• Work item
Nothing but the line containing "Target: child's knee" and the lines after it in the entries below should appear, each repeated exactly.
───── Dataset content
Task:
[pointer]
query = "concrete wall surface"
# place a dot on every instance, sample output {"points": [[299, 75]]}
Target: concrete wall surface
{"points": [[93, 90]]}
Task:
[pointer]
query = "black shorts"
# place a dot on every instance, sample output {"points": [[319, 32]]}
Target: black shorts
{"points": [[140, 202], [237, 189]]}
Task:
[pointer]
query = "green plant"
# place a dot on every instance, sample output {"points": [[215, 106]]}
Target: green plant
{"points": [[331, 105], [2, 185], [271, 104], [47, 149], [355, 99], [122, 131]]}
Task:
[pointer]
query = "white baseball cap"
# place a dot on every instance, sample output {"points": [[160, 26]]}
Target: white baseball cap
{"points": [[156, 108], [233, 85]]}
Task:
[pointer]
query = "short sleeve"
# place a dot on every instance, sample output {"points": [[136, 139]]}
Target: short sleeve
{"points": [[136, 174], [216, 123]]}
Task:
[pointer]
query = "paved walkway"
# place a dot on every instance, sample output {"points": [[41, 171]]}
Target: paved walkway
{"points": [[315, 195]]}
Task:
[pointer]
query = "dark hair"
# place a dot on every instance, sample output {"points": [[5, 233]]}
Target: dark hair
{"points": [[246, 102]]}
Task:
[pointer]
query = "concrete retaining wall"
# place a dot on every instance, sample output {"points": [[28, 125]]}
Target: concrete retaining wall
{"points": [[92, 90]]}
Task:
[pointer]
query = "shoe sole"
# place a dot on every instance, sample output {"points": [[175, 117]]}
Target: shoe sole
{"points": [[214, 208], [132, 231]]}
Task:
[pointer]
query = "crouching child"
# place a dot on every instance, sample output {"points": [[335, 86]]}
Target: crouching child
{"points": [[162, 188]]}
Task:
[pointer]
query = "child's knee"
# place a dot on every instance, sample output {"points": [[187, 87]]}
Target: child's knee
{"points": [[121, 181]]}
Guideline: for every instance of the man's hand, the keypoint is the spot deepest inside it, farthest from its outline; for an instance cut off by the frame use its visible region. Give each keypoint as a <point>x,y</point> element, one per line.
──────────
• Final answer
Target: child's knee
{"points": [[121, 181]]}
Guideline: for every instance of the man's hand, the keypoint is the spot deepest inside it, farthest from its outline; for an instance cut off by the frame use its visible region. Give each keypoint as a <point>x,y</point> element, one per line.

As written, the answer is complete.